GIVEN TASK = Rewrite the records from the very first line through the line containing "left=0, top=43, right=497, bottom=397", swapping every "caterpillar" for "larva" and leaving everything else as it is.
-- start RECORDS SUPPLIED --
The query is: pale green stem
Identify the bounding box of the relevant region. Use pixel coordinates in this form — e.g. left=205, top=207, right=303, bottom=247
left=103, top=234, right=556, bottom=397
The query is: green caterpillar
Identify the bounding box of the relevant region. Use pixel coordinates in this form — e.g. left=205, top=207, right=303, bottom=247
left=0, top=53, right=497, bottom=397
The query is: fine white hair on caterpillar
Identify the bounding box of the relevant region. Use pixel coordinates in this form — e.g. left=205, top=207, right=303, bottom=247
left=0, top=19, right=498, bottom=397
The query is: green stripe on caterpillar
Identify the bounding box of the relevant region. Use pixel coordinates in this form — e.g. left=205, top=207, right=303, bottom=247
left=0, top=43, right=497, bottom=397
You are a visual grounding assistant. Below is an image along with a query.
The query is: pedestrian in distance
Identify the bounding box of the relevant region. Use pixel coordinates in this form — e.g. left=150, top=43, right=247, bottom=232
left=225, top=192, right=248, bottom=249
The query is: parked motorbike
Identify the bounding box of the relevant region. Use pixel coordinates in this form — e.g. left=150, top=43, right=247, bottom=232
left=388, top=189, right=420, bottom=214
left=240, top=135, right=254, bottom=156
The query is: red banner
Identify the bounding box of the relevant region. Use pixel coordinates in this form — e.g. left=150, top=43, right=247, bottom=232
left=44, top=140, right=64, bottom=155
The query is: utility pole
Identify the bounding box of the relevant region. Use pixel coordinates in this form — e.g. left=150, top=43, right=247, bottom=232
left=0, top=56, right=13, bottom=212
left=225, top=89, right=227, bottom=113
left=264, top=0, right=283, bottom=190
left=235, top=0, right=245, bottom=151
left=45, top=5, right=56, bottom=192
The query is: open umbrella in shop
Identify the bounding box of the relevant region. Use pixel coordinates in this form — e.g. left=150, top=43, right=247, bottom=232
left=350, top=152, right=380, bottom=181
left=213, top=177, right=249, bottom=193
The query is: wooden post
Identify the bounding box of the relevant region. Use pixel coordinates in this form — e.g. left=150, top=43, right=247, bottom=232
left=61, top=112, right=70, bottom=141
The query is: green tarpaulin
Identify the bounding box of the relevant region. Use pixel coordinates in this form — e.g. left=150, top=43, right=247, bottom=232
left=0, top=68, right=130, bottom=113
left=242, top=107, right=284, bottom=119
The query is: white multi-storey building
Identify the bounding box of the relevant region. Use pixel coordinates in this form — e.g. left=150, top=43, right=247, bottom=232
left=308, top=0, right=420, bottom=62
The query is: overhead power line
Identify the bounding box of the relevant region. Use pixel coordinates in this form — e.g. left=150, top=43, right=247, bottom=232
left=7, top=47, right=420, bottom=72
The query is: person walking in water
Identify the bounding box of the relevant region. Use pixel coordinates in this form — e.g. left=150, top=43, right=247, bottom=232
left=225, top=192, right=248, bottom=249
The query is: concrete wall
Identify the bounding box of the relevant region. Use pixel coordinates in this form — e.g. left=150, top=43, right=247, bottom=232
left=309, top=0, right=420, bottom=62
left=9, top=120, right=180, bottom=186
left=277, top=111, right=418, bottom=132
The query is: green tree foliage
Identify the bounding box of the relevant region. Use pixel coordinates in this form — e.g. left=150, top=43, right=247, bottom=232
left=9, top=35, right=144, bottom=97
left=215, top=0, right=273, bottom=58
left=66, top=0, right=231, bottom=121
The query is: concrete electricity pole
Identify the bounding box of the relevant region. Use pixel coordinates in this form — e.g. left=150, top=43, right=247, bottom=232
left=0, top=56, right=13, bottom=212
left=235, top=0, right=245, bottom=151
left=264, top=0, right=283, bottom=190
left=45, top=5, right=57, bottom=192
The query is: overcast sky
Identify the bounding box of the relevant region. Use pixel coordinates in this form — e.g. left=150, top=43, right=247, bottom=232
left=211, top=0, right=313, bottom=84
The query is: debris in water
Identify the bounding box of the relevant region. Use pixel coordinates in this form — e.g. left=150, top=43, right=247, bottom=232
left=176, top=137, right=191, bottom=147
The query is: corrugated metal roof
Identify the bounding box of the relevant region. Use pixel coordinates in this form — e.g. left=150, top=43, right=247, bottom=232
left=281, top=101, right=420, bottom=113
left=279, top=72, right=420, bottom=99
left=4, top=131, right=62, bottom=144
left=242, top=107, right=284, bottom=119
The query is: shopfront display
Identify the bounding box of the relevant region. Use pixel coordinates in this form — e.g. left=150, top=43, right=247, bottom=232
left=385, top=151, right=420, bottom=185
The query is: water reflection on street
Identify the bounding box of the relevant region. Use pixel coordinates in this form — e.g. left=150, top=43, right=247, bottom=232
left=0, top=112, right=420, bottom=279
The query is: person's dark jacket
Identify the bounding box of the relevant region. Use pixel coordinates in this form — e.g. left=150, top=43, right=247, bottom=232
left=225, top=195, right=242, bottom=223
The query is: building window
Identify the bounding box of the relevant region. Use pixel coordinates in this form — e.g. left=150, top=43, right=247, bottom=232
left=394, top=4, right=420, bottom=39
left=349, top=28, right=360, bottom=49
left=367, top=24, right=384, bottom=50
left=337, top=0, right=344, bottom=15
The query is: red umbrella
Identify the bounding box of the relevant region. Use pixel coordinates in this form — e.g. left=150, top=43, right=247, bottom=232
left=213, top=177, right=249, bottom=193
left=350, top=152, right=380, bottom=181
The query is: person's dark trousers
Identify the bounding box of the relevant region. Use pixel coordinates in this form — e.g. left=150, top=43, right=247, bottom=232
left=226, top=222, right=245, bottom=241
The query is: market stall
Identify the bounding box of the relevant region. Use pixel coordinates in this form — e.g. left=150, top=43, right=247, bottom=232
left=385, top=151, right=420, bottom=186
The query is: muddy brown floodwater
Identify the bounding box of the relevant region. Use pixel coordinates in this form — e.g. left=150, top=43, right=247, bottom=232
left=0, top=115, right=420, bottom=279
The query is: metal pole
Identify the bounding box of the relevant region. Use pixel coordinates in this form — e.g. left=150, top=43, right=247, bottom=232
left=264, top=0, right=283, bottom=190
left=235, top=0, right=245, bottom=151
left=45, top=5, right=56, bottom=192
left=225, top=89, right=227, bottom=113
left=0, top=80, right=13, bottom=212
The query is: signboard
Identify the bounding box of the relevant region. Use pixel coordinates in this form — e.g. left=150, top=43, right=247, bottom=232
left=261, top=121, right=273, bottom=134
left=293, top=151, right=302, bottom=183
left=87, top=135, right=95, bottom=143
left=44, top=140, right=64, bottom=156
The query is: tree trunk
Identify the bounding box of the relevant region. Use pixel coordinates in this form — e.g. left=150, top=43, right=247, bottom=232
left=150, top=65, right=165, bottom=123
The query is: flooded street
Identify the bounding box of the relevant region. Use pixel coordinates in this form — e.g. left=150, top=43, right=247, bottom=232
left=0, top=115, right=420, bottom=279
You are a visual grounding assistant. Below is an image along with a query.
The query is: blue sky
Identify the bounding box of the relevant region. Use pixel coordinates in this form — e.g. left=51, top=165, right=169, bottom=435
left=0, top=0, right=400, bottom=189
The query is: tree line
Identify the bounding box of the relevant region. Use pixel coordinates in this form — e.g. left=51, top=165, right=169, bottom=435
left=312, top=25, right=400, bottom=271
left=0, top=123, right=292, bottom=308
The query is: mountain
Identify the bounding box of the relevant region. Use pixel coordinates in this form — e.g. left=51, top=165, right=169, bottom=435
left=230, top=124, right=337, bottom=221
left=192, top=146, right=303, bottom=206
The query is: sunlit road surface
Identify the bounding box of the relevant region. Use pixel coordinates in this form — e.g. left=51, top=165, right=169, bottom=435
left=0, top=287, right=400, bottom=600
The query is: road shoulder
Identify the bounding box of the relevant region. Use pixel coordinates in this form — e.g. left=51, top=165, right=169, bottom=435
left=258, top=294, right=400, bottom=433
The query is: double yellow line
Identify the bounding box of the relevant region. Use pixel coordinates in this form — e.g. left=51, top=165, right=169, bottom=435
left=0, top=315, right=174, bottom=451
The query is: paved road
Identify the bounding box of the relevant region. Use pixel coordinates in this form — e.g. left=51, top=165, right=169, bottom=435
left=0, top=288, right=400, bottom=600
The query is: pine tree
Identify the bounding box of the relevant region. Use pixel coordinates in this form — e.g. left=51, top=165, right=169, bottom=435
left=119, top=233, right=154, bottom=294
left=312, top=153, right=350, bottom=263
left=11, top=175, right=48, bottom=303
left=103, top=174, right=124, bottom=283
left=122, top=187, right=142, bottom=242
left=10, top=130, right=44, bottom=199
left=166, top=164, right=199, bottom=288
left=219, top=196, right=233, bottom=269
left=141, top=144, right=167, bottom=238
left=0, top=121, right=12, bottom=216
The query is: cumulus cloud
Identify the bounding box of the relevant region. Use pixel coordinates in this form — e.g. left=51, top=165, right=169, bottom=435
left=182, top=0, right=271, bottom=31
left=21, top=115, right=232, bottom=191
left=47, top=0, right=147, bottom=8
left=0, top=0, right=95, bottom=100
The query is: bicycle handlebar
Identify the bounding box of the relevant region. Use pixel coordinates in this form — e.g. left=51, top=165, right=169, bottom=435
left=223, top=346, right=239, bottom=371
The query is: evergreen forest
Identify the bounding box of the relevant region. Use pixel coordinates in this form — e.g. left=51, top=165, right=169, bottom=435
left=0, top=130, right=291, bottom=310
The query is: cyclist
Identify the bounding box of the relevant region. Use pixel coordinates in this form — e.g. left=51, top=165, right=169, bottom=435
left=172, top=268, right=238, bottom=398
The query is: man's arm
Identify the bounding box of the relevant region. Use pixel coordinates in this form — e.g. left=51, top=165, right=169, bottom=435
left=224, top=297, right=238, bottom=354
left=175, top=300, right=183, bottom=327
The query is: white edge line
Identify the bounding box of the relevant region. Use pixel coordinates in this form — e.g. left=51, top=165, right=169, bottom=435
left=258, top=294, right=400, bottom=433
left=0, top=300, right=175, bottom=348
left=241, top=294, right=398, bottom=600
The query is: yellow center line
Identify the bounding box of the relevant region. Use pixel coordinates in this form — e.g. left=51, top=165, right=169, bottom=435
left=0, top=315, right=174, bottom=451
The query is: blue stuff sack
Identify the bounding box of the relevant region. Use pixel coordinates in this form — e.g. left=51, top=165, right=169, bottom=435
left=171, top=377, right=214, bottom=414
-- end RECORDS SUPPLIED --
EXERCISE ANSWER =
The query is: pale green stem
Identify the bounding box of the relevant region. Use pixel coordinates in this form — e.g. left=205, top=207, right=303, bottom=247
left=103, top=234, right=556, bottom=397
The query is: green larva
Identify the bounding box of the relevant region. Use pixel coordinates in this form — e.g. left=205, top=207, right=303, bottom=247
left=0, top=53, right=497, bottom=397
The query is: fine white hair on larva
Identify the bounding box of the relevant region. Use pixel coordinates in this form — e.g. left=205, top=207, right=303, bottom=247
left=0, top=19, right=498, bottom=397
The query is: green stripe on larva
Identify the bounding box of the relevant region. Use pixel coordinates in this form — e.g. left=205, top=207, right=303, bottom=247
left=0, top=43, right=497, bottom=397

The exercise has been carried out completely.